(Exercise data begins)

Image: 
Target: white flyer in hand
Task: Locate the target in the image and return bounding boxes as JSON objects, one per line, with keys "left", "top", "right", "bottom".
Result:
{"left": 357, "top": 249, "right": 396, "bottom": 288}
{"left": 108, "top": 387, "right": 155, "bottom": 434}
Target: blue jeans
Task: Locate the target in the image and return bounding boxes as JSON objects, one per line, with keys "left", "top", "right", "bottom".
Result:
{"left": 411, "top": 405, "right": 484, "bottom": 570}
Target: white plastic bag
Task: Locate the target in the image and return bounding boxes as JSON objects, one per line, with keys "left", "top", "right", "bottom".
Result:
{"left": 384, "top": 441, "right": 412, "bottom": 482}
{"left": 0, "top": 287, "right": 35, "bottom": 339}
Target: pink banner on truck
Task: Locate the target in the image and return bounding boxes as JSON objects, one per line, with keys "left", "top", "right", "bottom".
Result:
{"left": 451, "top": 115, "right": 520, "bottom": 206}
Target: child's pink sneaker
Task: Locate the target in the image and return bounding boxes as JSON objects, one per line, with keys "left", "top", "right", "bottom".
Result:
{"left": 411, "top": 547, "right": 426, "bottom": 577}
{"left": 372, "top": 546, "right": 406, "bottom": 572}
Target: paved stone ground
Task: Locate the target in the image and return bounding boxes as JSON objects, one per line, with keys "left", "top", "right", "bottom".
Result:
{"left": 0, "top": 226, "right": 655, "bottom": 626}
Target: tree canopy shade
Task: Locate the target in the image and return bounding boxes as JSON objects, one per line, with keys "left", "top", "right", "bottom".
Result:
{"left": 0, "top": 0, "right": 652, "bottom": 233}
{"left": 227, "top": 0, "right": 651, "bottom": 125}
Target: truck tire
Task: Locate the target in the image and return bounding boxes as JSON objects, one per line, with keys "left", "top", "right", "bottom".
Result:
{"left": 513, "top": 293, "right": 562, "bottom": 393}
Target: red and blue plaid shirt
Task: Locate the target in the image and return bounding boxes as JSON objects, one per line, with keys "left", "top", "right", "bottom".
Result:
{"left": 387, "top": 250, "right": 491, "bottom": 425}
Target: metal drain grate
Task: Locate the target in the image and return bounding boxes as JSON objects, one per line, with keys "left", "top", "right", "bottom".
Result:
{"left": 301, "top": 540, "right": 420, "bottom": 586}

(Exercise data ends)

» What you will do: In the records above, find each line with the string "truck" and list it.

» Problem solution:
Target: pink banner on truck
Target: truck tire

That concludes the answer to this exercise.